■ Soal yang Diberikan
Tuliskan lanjutan bacaan di bawah tentang pembangunan sarana dan prasarana wisata di kawasan Loh Buaya, dimulai setelah kalimat terakhirnya.
##### Bacaan yang Disediakan
Model pembangunan seperti ini, jelas Aloysius, bertentangan dengan model pembangunan dalam kawasan Taman Nasional yang tidak boleh mengubah bentang alam setempat, sebagaimana yang telah ditetapkan melalui Permen LHK P.13/MENLHK/SETJEN/KUM.1/5/2020 tentang Pembangunan Sarana dan Prasaranan Wisata Alam di Kawasan Hutan dan Peraturan Pemerintah Republik Indonesia No. 36 tahun 2010 tentang Penguasahaan Pariwisata Alam di Suaka Margasatwa, Taman Nasional, Taman Hutan Raya dan Taman Wisata Alam.
Ketiga, pembangunan sumor bor sebagai bagian dari Sarpras ini juga dinilai akan membawa dampak buruk bagi matinya sumber-sumber air yang selama ini menjadi sumber penghidupan satwa dan tumbuhan yang menghuni kawasan Loh Buaya dan sekitarnya.
Keempat, pembangunan seperti itu sangat mencederai desain besar pembangunan pariwsata serta sangat merugikan para pelaku wisata dan masyarakat Manggarai Barat, sebab berpotensi besar akan merusak pariwisata berbasis alam (nature based tourism) sebagai jualan utama pariwisata Labuan Bajo-Flores di mata dunia internasional.
##########
##### Daftar Catatan
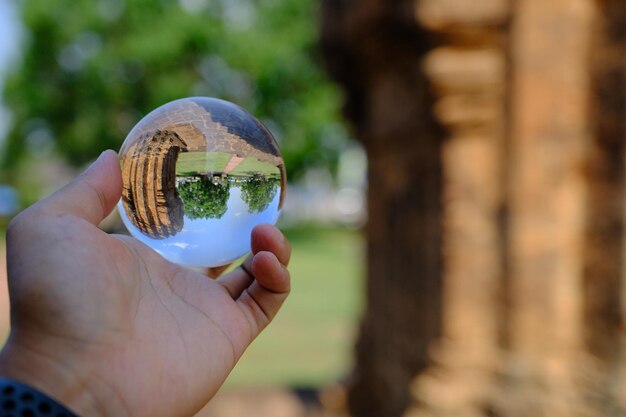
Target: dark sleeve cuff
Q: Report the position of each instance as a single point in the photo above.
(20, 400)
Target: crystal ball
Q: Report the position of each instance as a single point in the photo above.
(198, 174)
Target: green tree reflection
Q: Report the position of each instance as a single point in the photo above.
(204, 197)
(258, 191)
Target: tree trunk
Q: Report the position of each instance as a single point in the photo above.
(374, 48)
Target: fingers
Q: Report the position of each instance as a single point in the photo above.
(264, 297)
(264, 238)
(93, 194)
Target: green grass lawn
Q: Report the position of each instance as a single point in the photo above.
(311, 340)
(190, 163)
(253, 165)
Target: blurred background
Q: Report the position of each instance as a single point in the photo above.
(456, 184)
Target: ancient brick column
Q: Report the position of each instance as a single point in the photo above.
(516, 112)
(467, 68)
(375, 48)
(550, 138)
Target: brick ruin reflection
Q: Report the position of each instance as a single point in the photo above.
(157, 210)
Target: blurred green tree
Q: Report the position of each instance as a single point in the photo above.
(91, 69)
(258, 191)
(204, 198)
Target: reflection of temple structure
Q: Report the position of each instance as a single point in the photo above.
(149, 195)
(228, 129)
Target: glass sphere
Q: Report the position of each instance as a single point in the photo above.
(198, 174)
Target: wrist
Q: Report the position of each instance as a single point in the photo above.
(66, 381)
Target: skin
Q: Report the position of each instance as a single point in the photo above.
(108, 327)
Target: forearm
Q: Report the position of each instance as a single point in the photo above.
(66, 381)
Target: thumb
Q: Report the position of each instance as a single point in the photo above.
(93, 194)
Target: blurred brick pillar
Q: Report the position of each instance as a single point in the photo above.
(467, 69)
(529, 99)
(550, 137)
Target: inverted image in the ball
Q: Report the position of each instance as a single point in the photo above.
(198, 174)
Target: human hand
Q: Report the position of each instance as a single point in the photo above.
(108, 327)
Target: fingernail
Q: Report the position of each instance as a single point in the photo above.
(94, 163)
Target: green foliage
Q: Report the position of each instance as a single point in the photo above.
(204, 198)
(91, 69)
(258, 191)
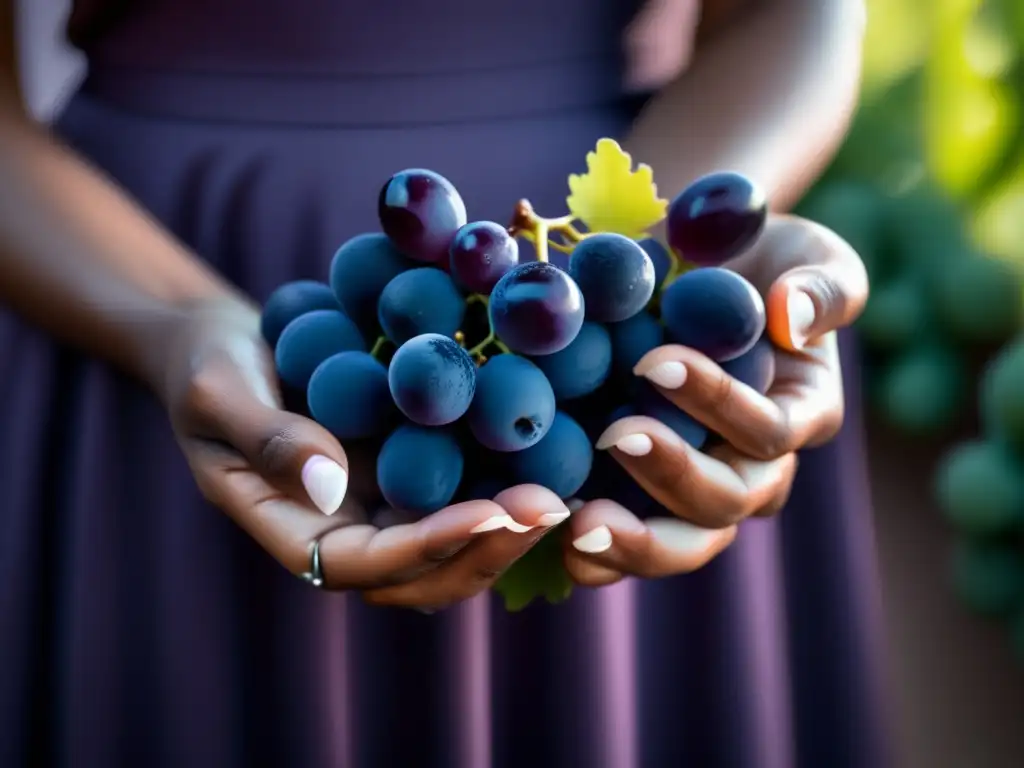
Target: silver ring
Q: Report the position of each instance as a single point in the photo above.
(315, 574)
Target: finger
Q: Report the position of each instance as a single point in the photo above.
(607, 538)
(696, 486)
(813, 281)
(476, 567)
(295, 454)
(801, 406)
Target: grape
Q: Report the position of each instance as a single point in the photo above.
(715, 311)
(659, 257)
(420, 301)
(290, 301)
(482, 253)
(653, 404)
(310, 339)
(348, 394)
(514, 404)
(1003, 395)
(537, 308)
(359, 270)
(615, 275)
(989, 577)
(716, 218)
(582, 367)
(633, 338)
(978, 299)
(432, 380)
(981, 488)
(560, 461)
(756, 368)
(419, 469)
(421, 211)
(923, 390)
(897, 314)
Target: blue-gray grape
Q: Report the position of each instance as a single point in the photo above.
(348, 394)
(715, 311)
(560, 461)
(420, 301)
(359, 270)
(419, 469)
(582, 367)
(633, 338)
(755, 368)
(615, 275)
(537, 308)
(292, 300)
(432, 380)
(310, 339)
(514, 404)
##########
■ Hasil Latihan
Kelima, selain sangat tidak pro lingkungan hidup, Formapp Mabar menolak pembangunan Sarpras ini, karena hanya untuk melayani kepentingan investor yang hendak berinvestasi di dalam kawasan TNK
"Karena itu, bersamaan dengan penolakan Sarpras ini, kami juga menolak penghancuran ruang hidup Komodo oleh invasi bisnis pariwisata seperti PT Sagara Komodo Lestari di Pulau Rinca, PT Wildlife Ecotourism di Pulau Padar dan Komodo, PT Synergindo di Pulau Tatawa, PT Flobamor di Pulau Komodo dan Padar dan alih fungsi Pulau Muang dan Bero," tegasnya.
Formapp Mabar menyampaikan 5 tuntutan dalam demonstrasi itu, diantaranya, pertama menuntut pemerintah untuk segera menghentikan rencana pembangunan Sarpras-Geopark di Kawasan Loh Buaya Pulau Rinca.
Kedua, menuntut pemerintah untuk membuka informasi seluas-luasnya terkait dengan pembanguna sarana dan prasarana di Pulau Rinca dengan segera melakukan konsultasi publik terlebih dahulu.
Ketiga, kami mengutuk keras setiap usaha untuk mengalihfungsikan dan memprivatisasi kawasan TNK menjadi kawasan investasi. Karena itu kami mendesak pemerintah untuk mencabut izin PT yang hendak berinvestasi dalam kawasan TNK.
Keempat, mendorong pemerintah untuk meningkatkan upaya-upaya konservasi di dalam kawasan TNK dan di Flores pada umumnya sebagai bentuk investasi jangka panjang merawat alam yang menjadi magnet pariwisata Flores.
Kelima, mendesak pemerintah untuk mengedepankan partisipasi masyarakat dalam perencanaan pembangunan konservasi dan pariwisata di NTT. (Laporan Reporter POS-KUPANG.COM, Gecio Assale Viana)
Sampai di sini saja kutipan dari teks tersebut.